Image-grounded pointing data:

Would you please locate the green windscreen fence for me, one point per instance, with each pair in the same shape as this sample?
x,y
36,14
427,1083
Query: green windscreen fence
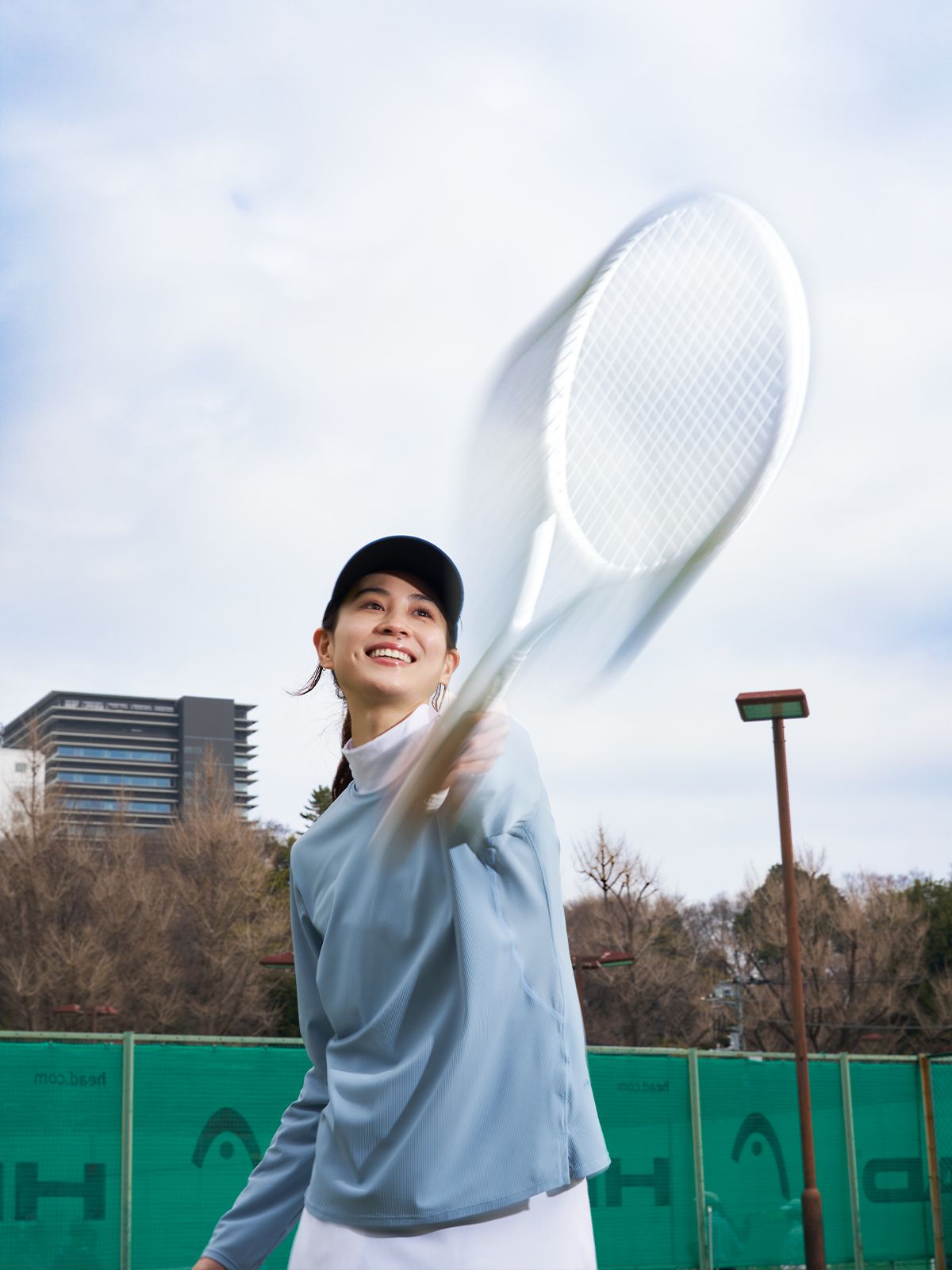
x,y
129,1166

[What the exercise asks] Please give the data again in full, exactly as written, but without any images.

[Reply]
Would you please locate the green windscreen fence for me, one point per instance, with each pair in the same shape as this sample?
x,y
36,14
427,1083
Query: green windscreen fence
x,y
129,1166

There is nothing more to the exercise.